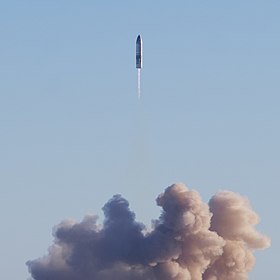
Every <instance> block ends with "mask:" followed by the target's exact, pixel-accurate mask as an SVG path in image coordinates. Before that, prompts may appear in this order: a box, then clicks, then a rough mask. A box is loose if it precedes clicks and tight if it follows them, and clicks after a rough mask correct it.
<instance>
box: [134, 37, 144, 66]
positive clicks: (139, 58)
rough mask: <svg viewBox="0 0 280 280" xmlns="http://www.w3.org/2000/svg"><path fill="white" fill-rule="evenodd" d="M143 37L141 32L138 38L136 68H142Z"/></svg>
mask: <svg viewBox="0 0 280 280" xmlns="http://www.w3.org/2000/svg"><path fill="white" fill-rule="evenodd" d="M142 66H143V65H142V38H141V35H140V34H139V35H138V36H137V39H136V68H137V69H141V68H142Z"/></svg>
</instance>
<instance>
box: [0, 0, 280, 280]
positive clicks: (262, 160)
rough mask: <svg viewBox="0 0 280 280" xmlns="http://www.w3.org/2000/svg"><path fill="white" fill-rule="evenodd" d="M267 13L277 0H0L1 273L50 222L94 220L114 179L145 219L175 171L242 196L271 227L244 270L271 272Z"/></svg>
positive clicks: (41, 241) (272, 116)
mask: <svg viewBox="0 0 280 280" xmlns="http://www.w3.org/2000/svg"><path fill="white" fill-rule="evenodd" d="M210 2H211V3H210ZM279 13H280V3H279V2H278V1H253V0H248V1H241V0H237V1H176V2H172V3H171V1H159V2H155V1H141V2H139V1H137V2H136V1H102V2H100V3H95V1H69V0H67V1H65V0H61V1H34V0H33V1H32V0H29V1H14V0H12V1H5V3H4V1H2V3H0V34H1V44H0V77H1V78H0V81H1V82H0V128H1V129H0V189H1V196H0V213H1V214H0V218H1V222H2V226H1V241H0V242H1V243H0V246H1V249H2V250H1V251H2V253H1V254H0V263H1V274H2V275H1V277H2V278H3V279H26V278H27V277H28V272H27V268H26V266H25V262H26V261H27V260H29V259H34V258H37V257H40V256H42V255H43V254H44V253H46V250H47V248H48V246H49V245H51V243H52V235H51V234H52V227H53V226H54V225H55V224H58V223H59V222H60V221H61V220H62V219H65V218H75V219H78V220H79V219H81V218H82V217H83V216H84V215H85V214H88V213H97V214H99V215H100V219H101V220H102V212H101V208H102V206H103V205H104V203H105V202H106V201H107V200H108V199H109V198H111V197H112V195H114V194H116V193H121V194H122V195H123V196H124V197H126V198H127V199H128V200H129V201H130V205H131V208H132V209H133V210H134V211H135V212H136V216H137V218H138V220H140V221H143V222H145V223H147V224H149V222H150V220H151V219H154V218H157V217H158V215H159V209H158V207H157V206H156V204H155V198H156V196H157V195H158V194H159V193H160V192H162V191H163V189H164V188H165V187H167V186H168V185H170V184H172V183H175V182H178V181H180V182H184V183H185V184H186V185H188V186H189V187H190V188H195V189H197V190H198V191H199V192H200V194H201V196H202V197H203V199H204V200H205V201H208V200H209V198H210V197H211V196H212V195H213V194H214V193H215V192H217V191H218V190H220V189H229V190H232V191H235V192H239V193H240V194H242V195H244V196H246V197H248V198H249V200H250V201H251V204H252V206H253V208H254V209H255V210H256V212H257V213H258V214H259V215H260V216H261V224H260V225H259V226H258V228H259V229H260V231H262V232H263V233H265V234H267V235H268V236H270V237H271V238H272V246H271V248H270V249H268V250H265V251H261V252H257V254H256V255H257V264H256V266H255V268H254V271H253V272H252V273H251V278H252V279H254V280H260V279H276V277H277V276H278V273H277V266H276V265H277V260H278V255H279V254H278V251H279V249H280V248H279V247H280V244H279V243H280V240H279V236H280V235H279V233H280V227H279V220H277V219H276V220H275V216H277V214H276V213H279V211H280V206H279V203H278V197H279V181H280V180H279V179H280V175H279V169H280V149H279V143H280V131H279V125H280V112H279V102H280V97H279V92H280V86H279V71H280V70H279V65H280V55H279V49H280V36H279V30H280V19H279ZM138 33H141V34H142V38H143V48H144V50H143V53H144V57H143V66H144V68H143V70H142V84H141V90H142V97H141V100H140V102H139V101H138V99H137V71H136V69H135V40H136V37H137V35H138ZM275 214H276V215H275Z"/></svg>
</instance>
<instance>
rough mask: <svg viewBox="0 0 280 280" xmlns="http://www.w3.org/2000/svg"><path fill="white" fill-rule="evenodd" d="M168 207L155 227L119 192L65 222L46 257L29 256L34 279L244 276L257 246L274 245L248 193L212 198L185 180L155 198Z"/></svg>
mask: <svg viewBox="0 0 280 280" xmlns="http://www.w3.org/2000/svg"><path fill="white" fill-rule="evenodd" d="M156 201H157V204H158V206H160V207H162V214H161V216H160V217H159V218H158V220H156V221H155V222H154V224H153V229H152V230H151V231H150V232H148V233H147V232H146V231H145V227H144V225H143V224H141V223H138V222H136V220H135V214H134V213H133V212H132V211H131V210H130V209H129V203H128V201H126V200H125V199H124V198H122V197H121V196H120V195H115V196H114V197H113V198H112V199H111V200H109V201H108V202H107V203H106V204H105V206H104V207H103V211H104V215H105V220H104V222H103V226H102V227H101V226H99V225H98V224H97V217H96V216H86V217H85V218H84V220H83V221H82V222H80V223H77V222H74V221H64V222H62V223H61V224H59V225H58V226H57V227H56V228H55V230H54V237H55V240H54V244H53V245H52V246H51V247H50V248H49V251H48V254H47V255H46V256H44V257H42V258H39V259H36V260H33V261H28V262H27V266H28V268H29V271H30V273H31V275H32V277H33V279H35V280H92V279H94V280H113V279H114V280H121V279H124V280H132V279H136V280H144V279H145V280H159V279H160V280H171V279H174V280H202V279H203V280H225V279H226V280H243V279H247V272H248V271H249V270H251V269H252V267H253V264H254V257H253V251H254V250H255V249H263V248H266V247H268V246H269V245H270V241H269V239H268V238H267V237H265V236H263V235H261V234H260V233H258V232H257V231H256V229H255V228H254V226H255V225H256V224H257V223H258V221H259V220H258V216H257V214H256V213H255V212H253V210H252V209H251V207H250V205H249V203H248V201H247V200H245V199H244V198H242V197H241V196H240V195H237V194H235V193H232V192H220V193H218V194H216V195H215V196H213V197H212V199H211V200H210V203H209V205H208V204H206V203H204V202H203V201H202V200H201V198H200V196H199V194H198V192H196V191H194V190H189V189H187V188H186V187H185V185H183V184H174V185H172V186H170V187H168V188H167V189H166V190H165V191H164V193H162V194H160V195H159V196H158V198H157V200H156Z"/></svg>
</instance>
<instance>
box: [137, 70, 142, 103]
mask: <svg viewBox="0 0 280 280" xmlns="http://www.w3.org/2000/svg"><path fill="white" fill-rule="evenodd" d="M137 70H138V99H140V84H141V69H140V68H138V69H137Z"/></svg>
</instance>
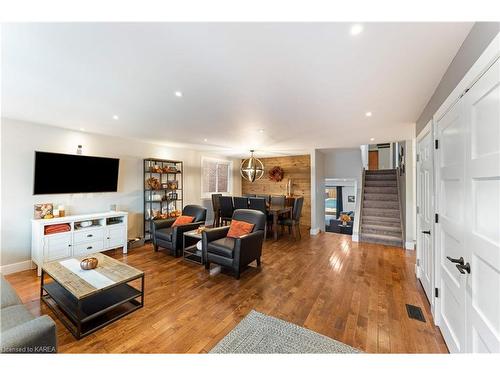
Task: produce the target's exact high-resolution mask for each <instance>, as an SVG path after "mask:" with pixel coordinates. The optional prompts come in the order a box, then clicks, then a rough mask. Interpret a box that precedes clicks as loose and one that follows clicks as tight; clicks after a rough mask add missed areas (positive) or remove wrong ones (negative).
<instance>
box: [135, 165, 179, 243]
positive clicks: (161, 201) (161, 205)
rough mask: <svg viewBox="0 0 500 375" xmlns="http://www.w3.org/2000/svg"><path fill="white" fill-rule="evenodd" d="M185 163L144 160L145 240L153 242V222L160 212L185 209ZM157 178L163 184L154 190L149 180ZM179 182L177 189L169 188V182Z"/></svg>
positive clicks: (160, 183)
mask: <svg viewBox="0 0 500 375" xmlns="http://www.w3.org/2000/svg"><path fill="white" fill-rule="evenodd" d="M183 167H184V165H183V162H182V161H179V160H168V159H153V158H150V159H144V194H143V195H144V197H143V200H144V239H145V240H146V241H148V240H151V220H153V219H154V218H155V216H154V214H155V213H157V212H159V213H163V214H170V213H171V212H172V211H175V210H179V211H182V208H183V207H184V205H183V203H184V195H183V194H184V193H183V185H184V179H183V172H184V170H183ZM150 178H155V179H157V180H158V181H159V183H160V184H161V187H160V188H155V189H152V188H151V187H150V186H149V185H148V182H147V181H148V179H150ZM172 181H177V186H176V188H175V189H174V188H172V186H167V185H168V183H169V182H172Z"/></svg>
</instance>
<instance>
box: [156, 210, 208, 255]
mask: <svg viewBox="0 0 500 375" xmlns="http://www.w3.org/2000/svg"><path fill="white" fill-rule="evenodd" d="M182 214H183V215H186V216H193V217H194V220H193V222H192V223H189V224H183V225H179V226H176V227H172V224H173V223H174V221H175V218H172V219H164V220H153V221H152V222H151V234H152V238H153V248H154V251H158V249H159V248H160V247H163V248H166V249H168V250H170V251H171V253H172V254H173V255H174V256H176V257H178V256H181V255H182V241H183V236H184V232H188V231H190V230H194V229H197V228H198V227H199V226H200V225H204V224H205V220H206V218H207V209H206V208H205V207H202V206H198V205H195V204H190V205H187V206H185V207H184V209H183V210H182Z"/></svg>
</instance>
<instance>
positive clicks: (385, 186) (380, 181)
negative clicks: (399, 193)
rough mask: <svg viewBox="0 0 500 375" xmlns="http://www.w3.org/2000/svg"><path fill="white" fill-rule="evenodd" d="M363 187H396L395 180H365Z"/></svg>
mask: <svg viewBox="0 0 500 375" xmlns="http://www.w3.org/2000/svg"><path fill="white" fill-rule="evenodd" d="M365 186H377V187H396V186H397V182H396V180H366V179H365Z"/></svg>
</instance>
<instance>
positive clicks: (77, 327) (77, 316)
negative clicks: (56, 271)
mask: <svg viewBox="0 0 500 375" xmlns="http://www.w3.org/2000/svg"><path fill="white" fill-rule="evenodd" d="M45 274H47V275H48V276H49V277H50V278H51V279H52V282H55V283H56V284H57V285H59V286H60V287H61V288H63V289H64V290H66V291H67V292H68V293H69V294H71V295H72V296H73V297H75V298H76V299H77V301H78V302H77V306H78V307H77V311H76V313H77V316H76V322H73V324H72V323H70V322H72V319H71V317H69V316H68V315H71V313H70V312H66V311H65V310H64V308H63V307H62V306H60V305H59V304H58V303H57V301H56V300H55V299H54V298H53V297H52V296H51V295H50V293H49V292H48V291H47V289H46V288H45V280H44V279H45V277H44V276H45ZM138 279H141V290H140V293H138V294H137V295H135V296H133V297H130V298H126V299H124V300H121V301H119V302H117V303H115V304H113V305H110V306H108V307H106V308H105V309H102V310H99V311H97V312H96V313H94V314H92V315H90V316H88V317H86V318H84V319H82V318H81V312H82V310H81V308H82V303H83V301H84V300H85V299H86V298H90V297H95V296H96V295H99V294H100V293H103V292H105V291H108V290H109V289H112V288H113V287H116V286H119V285H123V284H128V283H129V282H132V281H134V280H138ZM40 280H41V282H40V299H41V300H42V301H43V302H45V304H46V305H47V306H48V307H49V309H50V310H52V312H53V313H54V314H55V315H56V316H57V318H58V319H59V320H60V321H61V323H63V324H64V326H65V327H66V328H67V329H68V330H69V331H70V332H71V334H72V335H73V336H74V337H75V338H76V339H78V340H79V339H81V338H83V337H85V336H88V335H90V334H91V333H93V332H95V331H97V330H99V329H101V328H103V327H105V326H107V325H109V324H111V323H113V322H115V321H117V320H118V319H120V318H123V317H124V316H126V315H128V314H130V313H132V312H134V311H135V310H138V309H140V308H141V307H143V306H144V273H142V274H141V275H138V276H136V277H133V278H130V279H127V280H124V281H122V282H119V283H116V284H113V285H112V286H110V287H108V288H104V289H101V290H99V291H98V292H96V293H93V294H91V295H90V296H88V297H84V298H77V297H76V296H74V295H73V293H72V292H71V291H70V290H68V289H67V288H66V287H65V286H64V285H63V284H61V283H60V282H58V281H57V280H56V279H55V278H54V277H52V276H51V275H50V274H49V273H47V272H45V271H44V270H43V268H42V275H41V279H40ZM44 292H45V294H44ZM139 297H140V298H141V301H140V302H137V301H136V299H137V298H139ZM51 300H52V301H53V304H52V303H51V302H50V301H51ZM132 301H134V302H136V303H137V304H136V305H135V307H133V308H130V309H128V310H127V311H125V312H123V313H121V314H119V315H116V316H114V317H113V318H111V319H109V320H106V321H104V323H102V324H99V325H97V326H96V327H93V328H92V329H89V330H88V331H85V332H84V333H82V324H83V323H86V322H88V321H91V320H92V319H95V318H97V317H99V316H101V315H103V314H105V313H107V312H109V311H111V310H113V309H115V308H117V307H119V306H120V305H123V304H125V303H127V302H132ZM75 326H76V329H75Z"/></svg>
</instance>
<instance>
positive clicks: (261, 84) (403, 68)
■ ■ ■ ■ ■
• [EXERCISE GOAL]: Go through the material and copy out every line with "coordinates" in it.

• [RESPONSE TO THIS TASK]:
Every <instance> block ends with "mask:" followed by the target's exact, pixel-accurate mask as an SVG path in image coordinates. Before that, prompts may appear in this order: a box, then clicks, then a rough mask. A box is loose if it precedes clicks and tight if it follows them, and clicks after a rough mask correct it.
Task: produce the target's exact high-resolution mask for each <instance>, as an SVG path after "mask:" with pixel coordinates. The optional prompts come in the order a box, then clicks, then a rough mask. Interpret a box that precedes clicks as loose and one that follows clicks as tight; clicks after a rough mask add missed areas (positive) or remove wrong ones (negative).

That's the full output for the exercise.